* [Aim of the task]: Give the data below again exactly as it stands. Omit the pictures.

* [Records shown]:
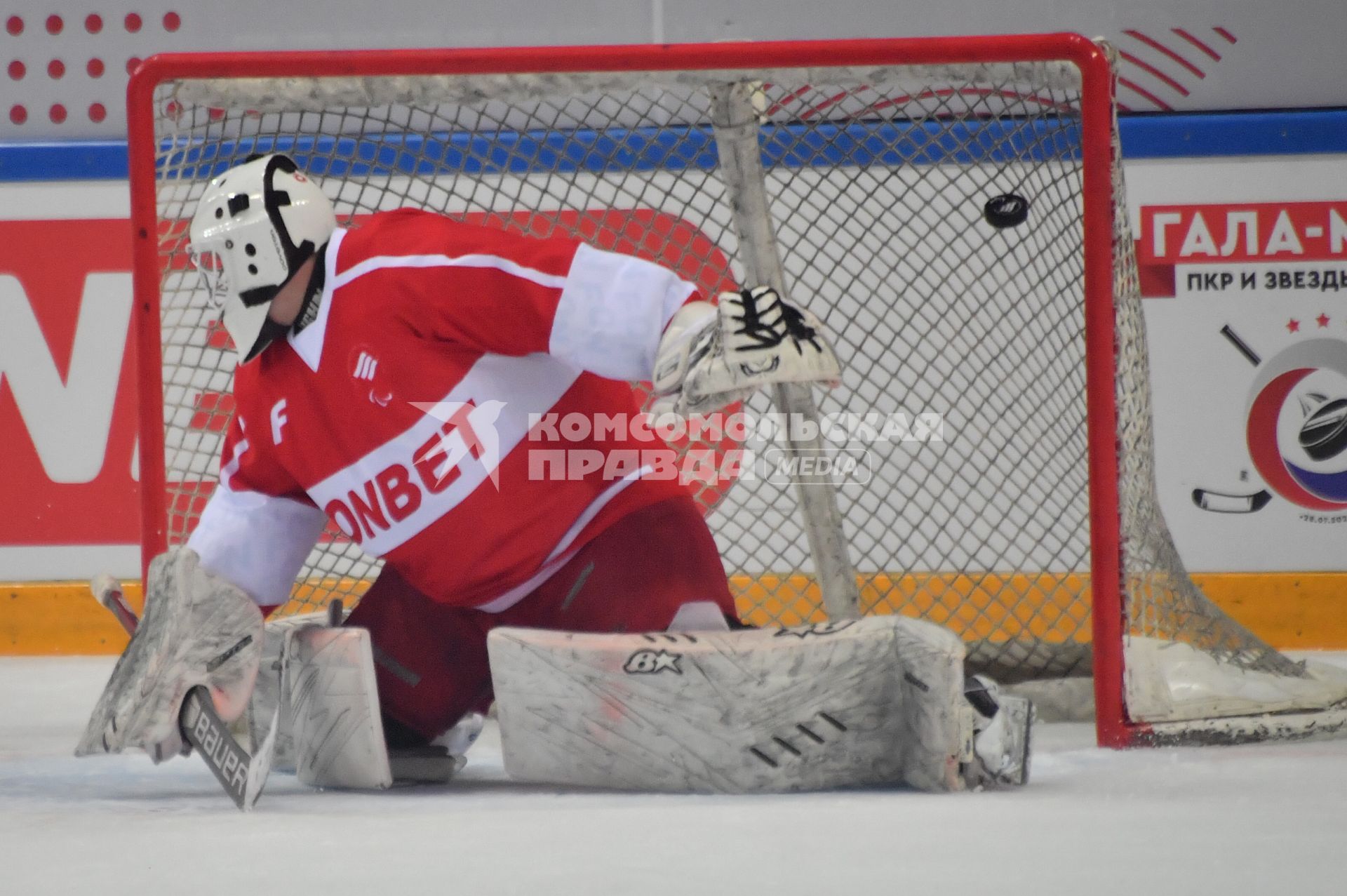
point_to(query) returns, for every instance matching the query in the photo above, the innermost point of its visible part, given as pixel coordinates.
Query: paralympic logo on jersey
(1300, 449)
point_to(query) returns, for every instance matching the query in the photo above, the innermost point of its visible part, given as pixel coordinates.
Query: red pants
(430, 659)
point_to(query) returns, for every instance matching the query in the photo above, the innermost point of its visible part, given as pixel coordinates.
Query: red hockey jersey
(403, 411)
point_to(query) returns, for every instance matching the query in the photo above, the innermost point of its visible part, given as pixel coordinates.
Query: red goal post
(998, 109)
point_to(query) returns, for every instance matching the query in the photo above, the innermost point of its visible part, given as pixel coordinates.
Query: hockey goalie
(388, 379)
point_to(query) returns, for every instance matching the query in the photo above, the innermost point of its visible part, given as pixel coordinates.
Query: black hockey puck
(1007, 210)
(1325, 433)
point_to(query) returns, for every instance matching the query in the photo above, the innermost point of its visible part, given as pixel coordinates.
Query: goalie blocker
(876, 701)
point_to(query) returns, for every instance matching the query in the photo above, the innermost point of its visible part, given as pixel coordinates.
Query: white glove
(197, 629)
(711, 356)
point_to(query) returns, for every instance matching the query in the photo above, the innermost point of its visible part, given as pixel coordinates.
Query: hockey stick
(243, 777)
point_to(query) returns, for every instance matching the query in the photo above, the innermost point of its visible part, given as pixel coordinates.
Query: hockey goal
(950, 208)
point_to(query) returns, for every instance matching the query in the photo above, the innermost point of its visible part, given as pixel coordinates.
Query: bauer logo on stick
(651, 662)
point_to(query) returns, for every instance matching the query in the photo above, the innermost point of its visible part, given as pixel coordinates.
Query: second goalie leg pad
(876, 701)
(328, 688)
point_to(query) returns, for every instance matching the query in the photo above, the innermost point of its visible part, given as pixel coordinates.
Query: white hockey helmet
(253, 227)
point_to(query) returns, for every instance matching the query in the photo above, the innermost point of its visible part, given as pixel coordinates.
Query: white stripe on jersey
(474, 260)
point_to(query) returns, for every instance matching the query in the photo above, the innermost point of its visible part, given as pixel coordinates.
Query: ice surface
(1246, 820)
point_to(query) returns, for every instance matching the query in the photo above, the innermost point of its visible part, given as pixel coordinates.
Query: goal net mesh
(963, 396)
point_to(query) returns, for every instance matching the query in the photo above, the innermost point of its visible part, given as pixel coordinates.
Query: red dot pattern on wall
(95, 67)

* [Task answer]:
point_to(query) returns, for every instance matching the query in the photo above, the innermost point of its visible part, given as pixel coordinates.
Query: paralympic logo on jersey
(1300, 449)
point_to(query) returns, for every instance matching the query in the photo above, the innermost point of its visible part, given as pixel coordinates.
Query: red pants
(430, 659)
point_to(query) returns, for every instance matching the query in the photo above, the innermost point of its visible part, given as pixel coordinates.
Query: red hockey jersey
(403, 411)
point_to(query) returns, for every instance matching the query in the photo above, the innermost point of its visible part, given as pixel coordinates.
Query: red goal post
(998, 109)
point_to(query) returns, for every instance matching the query in the photo above, the innermost point of its visible part, given as pixel coordinates.
Query: hockey goalie
(388, 379)
point_to(query) returns, for every instance matching the query in the photo above, the innermost point of its visible part, given as pixel coordinates.
Query: black hockey puck
(1007, 210)
(1325, 433)
point_to(query) returns, for every instance matching the query in the photo above, the innermost point of its visible part, given as pixel coordinates.
Query: goalie blocker
(876, 701)
point_to(query) returns, for every instance matching the query in the photo above, the innermost point of its visible part, given as pixel coordinates.
Query: white glove
(197, 629)
(711, 356)
point_to(query) returns, for every instance matching the query in the photo above, the innermost point of its visible part, given as pixel coordinates.
Query: hockey stick
(243, 777)
point_to(query) returns, for every instance matching the query in the photo above, the innermost point of its visible part, given as pixel coordinates.
Query: hockey goal
(950, 208)
point_to(query) returns, for every instance matching the query in the photo above, the innermost point of its visible part, given as pixel coordinates.
Query: bauer logo on stick
(651, 662)
point_to(query) returns, for every instance matching the query in the photo above, the innermost point of its visible part, given as pixel coordinates.
Query: second goalie leg pad
(876, 701)
(328, 688)
point_to(query) returns, for every instance matching the query in the photo above, the innermost point of its visible part, given as pixel coordinates.
Query: white hockey helmet
(253, 227)
point_to(query) returns, for every instance matching the query in the photo above, the innermost point of its visible part, given as pixel coordinates.
Query: white stripe on jersey
(474, 260)
point_to(query) returns, for every instance matching the query in the photo above, the innermost point of its visible part, given as pixel coordinates.
Query: ice surface
(1246, 820)
point_to(query) returns, for every instance matching the query in the photo above, the innermost point of its visible part, given as pixel coordinates.
Query: goal net mesh
(963, 396)
point_to(query) returns, for every instance matching the query in the photo above, the innermost point of its visible part, given as pixel coordinates.
Query: red dot pattern on wall
(95, 67)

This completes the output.